* _DATA FOR THIS TASK_:
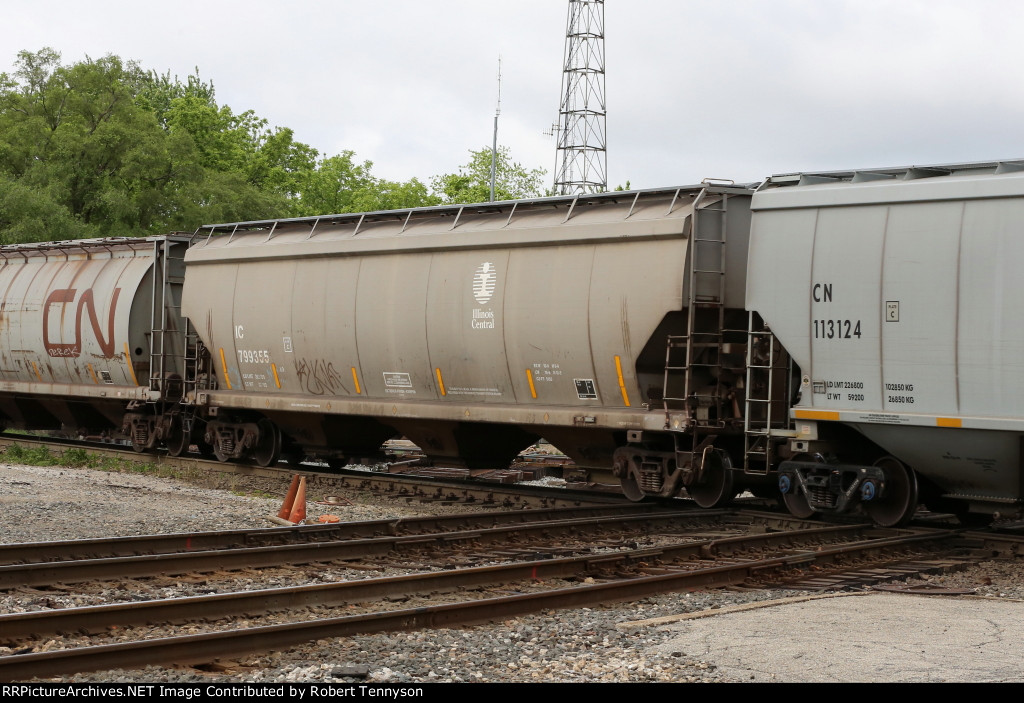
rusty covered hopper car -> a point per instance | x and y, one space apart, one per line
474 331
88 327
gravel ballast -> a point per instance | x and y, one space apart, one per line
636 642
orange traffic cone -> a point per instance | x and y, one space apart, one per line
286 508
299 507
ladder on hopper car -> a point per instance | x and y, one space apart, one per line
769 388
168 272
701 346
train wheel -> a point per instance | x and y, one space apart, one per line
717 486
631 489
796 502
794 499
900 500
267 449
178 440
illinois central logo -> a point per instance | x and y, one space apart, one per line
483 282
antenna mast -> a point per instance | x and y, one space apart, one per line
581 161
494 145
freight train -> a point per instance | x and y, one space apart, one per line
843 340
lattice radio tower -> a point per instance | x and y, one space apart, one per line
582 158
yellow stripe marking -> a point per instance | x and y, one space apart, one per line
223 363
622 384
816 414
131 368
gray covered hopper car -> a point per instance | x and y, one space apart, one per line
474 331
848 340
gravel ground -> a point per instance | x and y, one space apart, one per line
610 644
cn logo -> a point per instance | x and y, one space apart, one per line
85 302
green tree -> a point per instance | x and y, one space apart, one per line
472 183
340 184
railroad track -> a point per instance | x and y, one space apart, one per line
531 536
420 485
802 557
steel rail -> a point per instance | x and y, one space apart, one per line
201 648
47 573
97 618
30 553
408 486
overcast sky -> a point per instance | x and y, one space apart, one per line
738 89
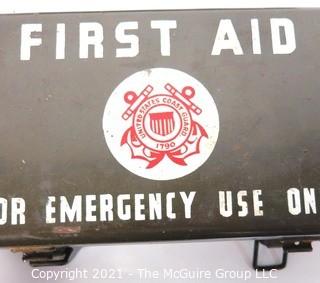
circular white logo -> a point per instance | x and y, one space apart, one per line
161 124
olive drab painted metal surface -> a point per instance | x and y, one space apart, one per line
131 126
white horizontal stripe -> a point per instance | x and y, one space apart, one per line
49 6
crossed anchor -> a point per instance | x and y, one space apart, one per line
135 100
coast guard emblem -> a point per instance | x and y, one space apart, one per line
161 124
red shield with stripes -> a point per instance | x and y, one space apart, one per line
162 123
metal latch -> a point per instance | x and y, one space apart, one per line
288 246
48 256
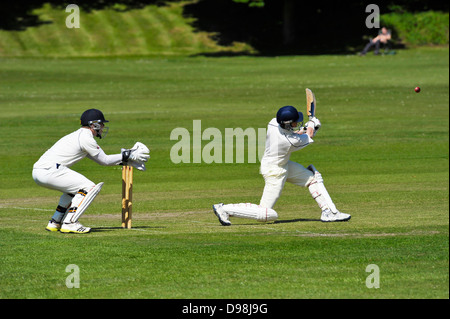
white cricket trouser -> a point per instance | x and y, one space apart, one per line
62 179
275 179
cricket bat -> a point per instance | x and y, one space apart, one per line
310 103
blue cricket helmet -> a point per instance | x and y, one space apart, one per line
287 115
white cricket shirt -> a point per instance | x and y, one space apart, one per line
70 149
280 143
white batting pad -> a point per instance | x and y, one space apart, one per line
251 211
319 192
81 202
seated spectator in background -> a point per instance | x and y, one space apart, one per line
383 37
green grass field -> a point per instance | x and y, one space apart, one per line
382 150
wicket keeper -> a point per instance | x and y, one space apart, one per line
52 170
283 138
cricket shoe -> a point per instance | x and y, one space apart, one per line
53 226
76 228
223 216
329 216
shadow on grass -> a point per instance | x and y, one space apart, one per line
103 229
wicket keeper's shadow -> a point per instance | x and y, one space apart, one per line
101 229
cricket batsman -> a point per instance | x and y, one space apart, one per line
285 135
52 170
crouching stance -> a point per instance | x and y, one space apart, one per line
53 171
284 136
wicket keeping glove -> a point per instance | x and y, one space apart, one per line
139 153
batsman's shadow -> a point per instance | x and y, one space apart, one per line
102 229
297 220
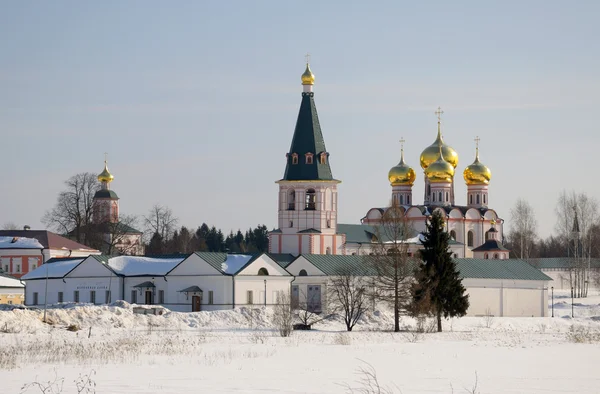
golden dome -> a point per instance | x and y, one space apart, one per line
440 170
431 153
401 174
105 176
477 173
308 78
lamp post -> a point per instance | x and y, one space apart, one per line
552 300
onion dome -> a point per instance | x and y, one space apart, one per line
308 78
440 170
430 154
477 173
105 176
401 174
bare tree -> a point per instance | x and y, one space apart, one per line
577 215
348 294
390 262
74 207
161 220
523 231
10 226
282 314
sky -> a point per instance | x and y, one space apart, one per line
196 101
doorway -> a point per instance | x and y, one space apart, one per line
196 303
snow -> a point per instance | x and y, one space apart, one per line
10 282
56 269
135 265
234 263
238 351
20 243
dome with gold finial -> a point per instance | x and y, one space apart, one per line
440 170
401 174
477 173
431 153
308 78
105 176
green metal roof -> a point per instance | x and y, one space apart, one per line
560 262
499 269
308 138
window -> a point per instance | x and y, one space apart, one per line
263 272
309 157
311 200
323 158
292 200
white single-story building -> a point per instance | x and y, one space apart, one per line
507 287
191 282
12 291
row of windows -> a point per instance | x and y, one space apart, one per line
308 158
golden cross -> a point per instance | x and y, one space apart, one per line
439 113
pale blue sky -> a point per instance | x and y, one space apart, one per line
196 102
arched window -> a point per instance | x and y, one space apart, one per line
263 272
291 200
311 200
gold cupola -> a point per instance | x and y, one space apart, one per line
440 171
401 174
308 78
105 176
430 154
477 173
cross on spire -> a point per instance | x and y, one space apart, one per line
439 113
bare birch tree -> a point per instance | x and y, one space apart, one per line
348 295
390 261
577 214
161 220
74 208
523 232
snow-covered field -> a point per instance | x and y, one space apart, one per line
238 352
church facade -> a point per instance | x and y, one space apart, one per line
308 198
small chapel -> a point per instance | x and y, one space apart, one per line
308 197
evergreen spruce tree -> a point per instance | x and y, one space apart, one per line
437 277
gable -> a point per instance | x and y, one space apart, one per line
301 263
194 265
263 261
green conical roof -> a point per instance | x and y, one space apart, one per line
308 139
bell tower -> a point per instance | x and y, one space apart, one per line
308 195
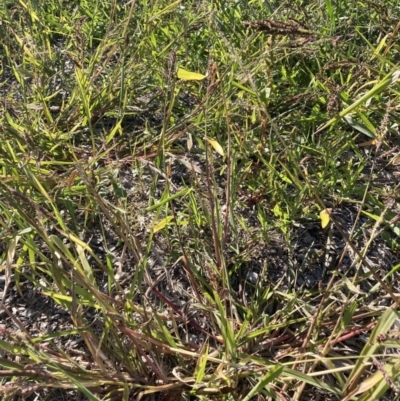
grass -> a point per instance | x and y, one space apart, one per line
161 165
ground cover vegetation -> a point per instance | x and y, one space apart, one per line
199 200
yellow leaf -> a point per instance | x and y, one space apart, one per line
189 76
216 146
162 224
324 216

==

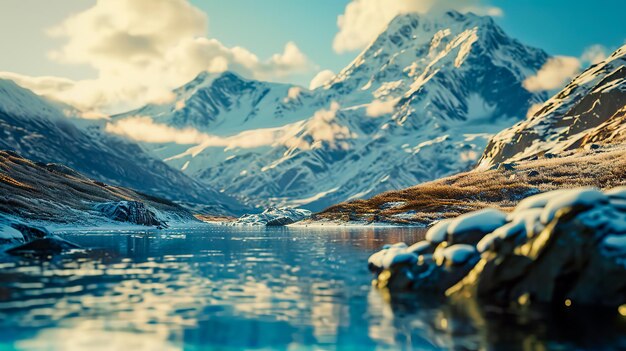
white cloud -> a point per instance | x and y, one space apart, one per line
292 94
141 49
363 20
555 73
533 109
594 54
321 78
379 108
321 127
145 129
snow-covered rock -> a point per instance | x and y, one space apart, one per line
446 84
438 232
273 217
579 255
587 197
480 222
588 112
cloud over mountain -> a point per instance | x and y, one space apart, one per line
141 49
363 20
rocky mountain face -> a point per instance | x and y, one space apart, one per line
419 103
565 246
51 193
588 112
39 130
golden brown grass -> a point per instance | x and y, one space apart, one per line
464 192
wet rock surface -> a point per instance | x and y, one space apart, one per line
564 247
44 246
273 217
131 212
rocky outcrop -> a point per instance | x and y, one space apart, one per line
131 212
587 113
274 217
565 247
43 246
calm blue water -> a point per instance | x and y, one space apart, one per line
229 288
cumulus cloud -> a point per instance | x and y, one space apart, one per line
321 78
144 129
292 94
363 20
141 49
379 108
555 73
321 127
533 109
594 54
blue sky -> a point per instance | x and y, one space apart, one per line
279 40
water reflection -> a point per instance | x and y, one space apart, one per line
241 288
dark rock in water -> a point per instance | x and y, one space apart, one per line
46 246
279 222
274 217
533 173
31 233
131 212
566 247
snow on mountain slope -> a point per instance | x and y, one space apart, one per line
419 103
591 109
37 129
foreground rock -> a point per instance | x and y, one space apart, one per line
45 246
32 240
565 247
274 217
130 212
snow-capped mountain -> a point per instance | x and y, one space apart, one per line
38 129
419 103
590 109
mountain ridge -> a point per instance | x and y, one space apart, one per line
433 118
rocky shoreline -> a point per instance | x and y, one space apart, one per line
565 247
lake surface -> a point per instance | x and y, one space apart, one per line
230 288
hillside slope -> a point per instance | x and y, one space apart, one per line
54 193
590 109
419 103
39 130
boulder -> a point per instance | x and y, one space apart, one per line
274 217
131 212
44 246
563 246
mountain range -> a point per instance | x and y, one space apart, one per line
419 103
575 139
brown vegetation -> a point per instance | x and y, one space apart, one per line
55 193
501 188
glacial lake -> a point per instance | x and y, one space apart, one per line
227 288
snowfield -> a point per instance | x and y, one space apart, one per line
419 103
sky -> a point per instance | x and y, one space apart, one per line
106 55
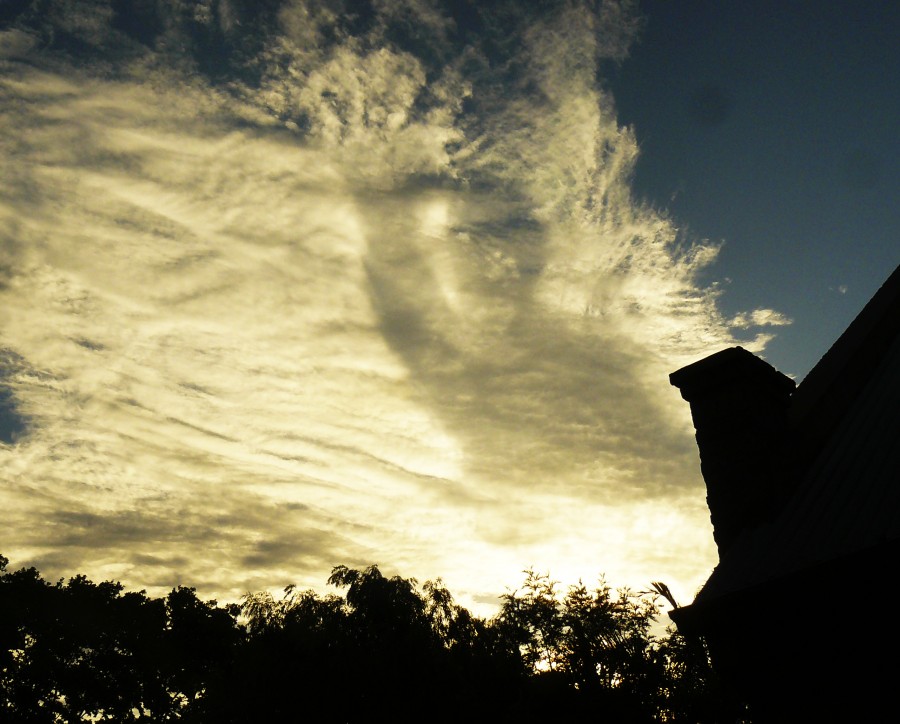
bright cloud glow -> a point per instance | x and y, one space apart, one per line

==

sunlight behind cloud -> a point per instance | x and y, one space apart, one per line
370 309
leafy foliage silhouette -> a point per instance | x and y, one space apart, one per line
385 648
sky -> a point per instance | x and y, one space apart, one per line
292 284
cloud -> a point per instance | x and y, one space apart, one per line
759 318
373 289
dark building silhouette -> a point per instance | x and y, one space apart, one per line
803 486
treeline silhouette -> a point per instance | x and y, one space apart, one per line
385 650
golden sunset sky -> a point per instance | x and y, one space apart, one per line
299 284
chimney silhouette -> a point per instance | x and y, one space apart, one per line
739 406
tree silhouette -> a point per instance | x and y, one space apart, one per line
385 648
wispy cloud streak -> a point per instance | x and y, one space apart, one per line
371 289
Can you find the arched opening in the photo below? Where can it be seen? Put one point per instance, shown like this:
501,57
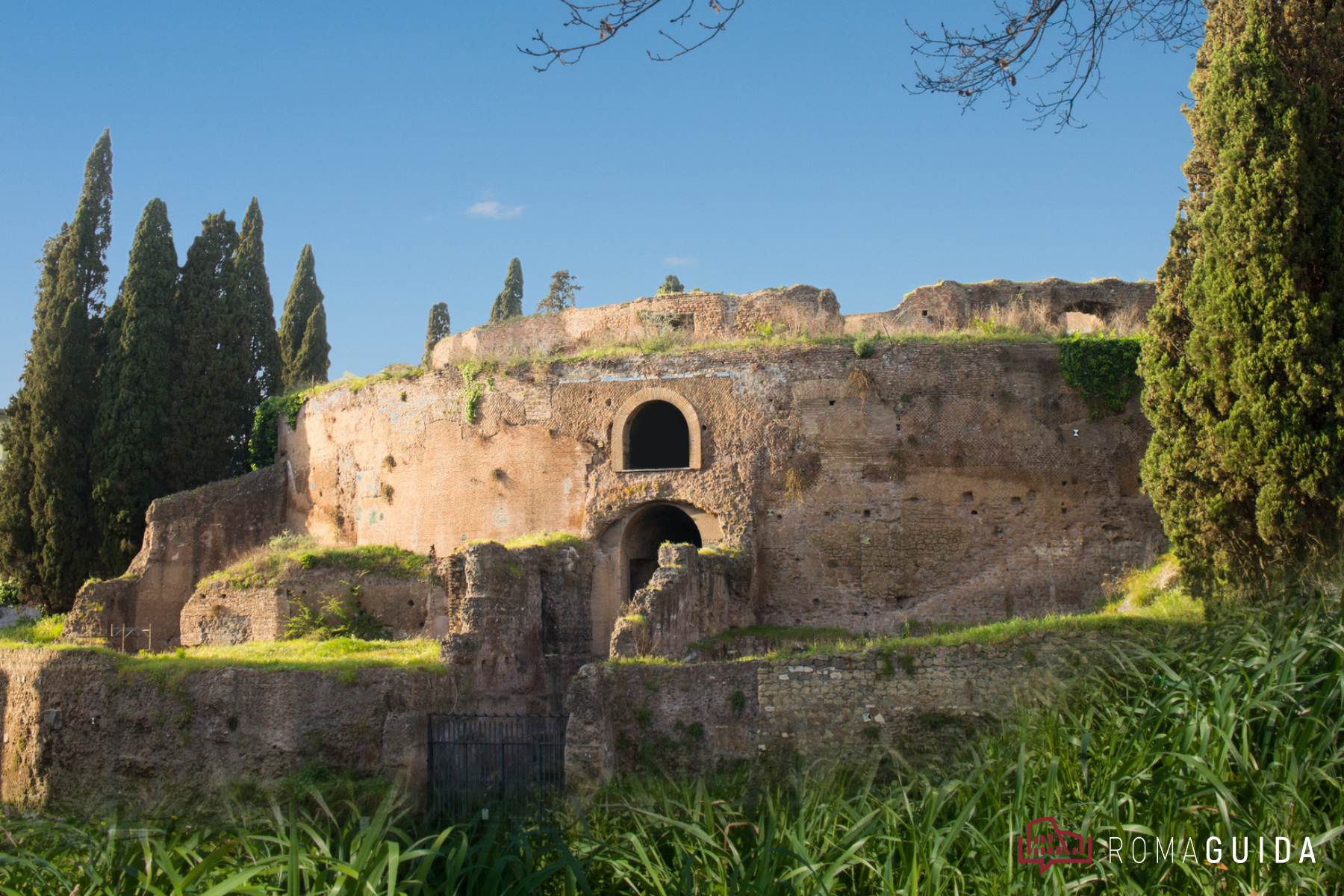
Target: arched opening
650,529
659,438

* _WHAT YOU HAVE TO DO_: In the entries above, find the line with "snowfield -> a" and the line with "bright cloud glow". Write out exactly those two lines and every line between them, pictures excluded.

* _OUTPUT FOR THIS TASK_:
snowfield -> a point per instance | x and y, one space apart, one per line
419 103
sky -> a point per instance | x and y, one space apart, one per line
106 55
bright cloud glow -> a point per instance | x and y, one space apart, one per line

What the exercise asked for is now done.